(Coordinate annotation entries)
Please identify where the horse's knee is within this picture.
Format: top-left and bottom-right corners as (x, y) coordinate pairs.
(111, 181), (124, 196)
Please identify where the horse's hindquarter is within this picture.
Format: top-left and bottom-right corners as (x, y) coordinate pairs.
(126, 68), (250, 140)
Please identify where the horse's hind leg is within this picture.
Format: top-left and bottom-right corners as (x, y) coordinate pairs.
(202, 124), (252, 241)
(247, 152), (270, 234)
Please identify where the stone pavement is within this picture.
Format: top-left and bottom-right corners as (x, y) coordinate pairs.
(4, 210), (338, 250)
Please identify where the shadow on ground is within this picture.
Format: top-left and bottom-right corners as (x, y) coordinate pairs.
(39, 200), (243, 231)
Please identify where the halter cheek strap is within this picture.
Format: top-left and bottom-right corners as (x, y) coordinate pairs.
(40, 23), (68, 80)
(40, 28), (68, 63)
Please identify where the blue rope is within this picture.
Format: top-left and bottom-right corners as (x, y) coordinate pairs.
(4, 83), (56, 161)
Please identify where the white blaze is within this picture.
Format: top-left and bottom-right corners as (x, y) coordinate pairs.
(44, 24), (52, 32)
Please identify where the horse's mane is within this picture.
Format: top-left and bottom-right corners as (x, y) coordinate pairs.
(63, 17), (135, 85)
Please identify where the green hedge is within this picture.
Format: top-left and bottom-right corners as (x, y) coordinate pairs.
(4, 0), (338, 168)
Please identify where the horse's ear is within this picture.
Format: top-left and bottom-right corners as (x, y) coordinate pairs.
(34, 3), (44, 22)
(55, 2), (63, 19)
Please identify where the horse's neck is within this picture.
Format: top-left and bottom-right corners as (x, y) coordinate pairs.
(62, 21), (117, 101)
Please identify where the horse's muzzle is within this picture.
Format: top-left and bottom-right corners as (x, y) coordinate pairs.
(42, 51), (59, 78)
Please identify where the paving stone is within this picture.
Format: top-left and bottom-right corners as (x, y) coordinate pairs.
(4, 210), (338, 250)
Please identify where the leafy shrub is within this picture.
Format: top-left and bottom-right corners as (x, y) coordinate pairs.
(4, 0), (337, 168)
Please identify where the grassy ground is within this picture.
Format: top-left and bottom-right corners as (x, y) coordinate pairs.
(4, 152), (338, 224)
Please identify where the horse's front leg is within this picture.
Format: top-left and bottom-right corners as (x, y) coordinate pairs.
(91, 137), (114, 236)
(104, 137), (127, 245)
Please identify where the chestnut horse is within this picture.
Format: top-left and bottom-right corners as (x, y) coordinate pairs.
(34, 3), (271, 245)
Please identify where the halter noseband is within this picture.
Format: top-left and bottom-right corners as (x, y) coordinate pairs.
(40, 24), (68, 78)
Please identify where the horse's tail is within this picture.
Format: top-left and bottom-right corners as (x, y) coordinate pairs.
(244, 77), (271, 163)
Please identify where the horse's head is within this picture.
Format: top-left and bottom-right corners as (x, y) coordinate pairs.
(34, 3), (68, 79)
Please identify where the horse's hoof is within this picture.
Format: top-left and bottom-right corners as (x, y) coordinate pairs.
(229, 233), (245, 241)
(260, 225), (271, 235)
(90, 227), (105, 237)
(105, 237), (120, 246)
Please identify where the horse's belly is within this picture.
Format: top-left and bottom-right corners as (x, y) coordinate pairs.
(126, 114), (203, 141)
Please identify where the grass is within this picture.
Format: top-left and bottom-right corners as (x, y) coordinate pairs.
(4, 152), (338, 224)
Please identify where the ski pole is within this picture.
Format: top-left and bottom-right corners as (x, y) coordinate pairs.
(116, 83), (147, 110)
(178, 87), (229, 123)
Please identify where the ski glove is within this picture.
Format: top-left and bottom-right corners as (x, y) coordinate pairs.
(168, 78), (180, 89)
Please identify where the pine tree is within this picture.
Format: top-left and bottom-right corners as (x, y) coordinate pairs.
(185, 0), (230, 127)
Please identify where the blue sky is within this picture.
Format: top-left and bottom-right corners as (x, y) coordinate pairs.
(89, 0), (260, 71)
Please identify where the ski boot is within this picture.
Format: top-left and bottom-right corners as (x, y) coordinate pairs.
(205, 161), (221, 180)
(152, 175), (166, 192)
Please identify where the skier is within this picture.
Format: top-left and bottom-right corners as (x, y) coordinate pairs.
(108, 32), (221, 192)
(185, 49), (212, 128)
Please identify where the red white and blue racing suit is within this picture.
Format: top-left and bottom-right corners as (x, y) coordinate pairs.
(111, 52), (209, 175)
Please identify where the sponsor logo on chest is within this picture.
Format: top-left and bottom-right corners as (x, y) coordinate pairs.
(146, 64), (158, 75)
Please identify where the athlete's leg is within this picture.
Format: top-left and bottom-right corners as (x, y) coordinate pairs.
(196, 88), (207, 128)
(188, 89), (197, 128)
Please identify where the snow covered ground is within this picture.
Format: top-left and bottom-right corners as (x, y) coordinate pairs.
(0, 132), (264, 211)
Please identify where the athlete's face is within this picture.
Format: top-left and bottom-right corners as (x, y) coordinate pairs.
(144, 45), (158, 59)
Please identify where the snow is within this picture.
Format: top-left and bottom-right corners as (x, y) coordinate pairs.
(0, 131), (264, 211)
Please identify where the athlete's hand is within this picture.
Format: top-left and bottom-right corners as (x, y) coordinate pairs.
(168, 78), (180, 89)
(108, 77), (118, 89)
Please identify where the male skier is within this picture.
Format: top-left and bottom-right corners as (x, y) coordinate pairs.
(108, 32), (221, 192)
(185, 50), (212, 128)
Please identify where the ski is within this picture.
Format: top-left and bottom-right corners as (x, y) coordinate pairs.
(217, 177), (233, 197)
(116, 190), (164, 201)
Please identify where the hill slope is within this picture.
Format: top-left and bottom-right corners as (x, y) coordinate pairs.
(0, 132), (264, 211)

__Exercise objective__: Recast the entries starting at the line containing "Please identify where the halter cheek" and ending at the line containing "(4, 83), (56, 161)" as a Markdown table with the columns Row and Line, omitting blank lines.

__Task solution__:
| Row | Line |
|---|---|
| 1 | Please identify where the halter cheek strap is within this picture. |
| 2 | Format: top-left and bottom-right corners as (x, y) coordinate pairs. |
| 3 | (40, 23), (68, 80) |
| 4 | (40, 28), (68, 63) |
| 5 | Please identify where the blue rope is within this picture. |
| 6 | Format: top-left and bottom-right corners as (x, y) coordinate pairs. |
| 7 | (4, 83), (56, 161) |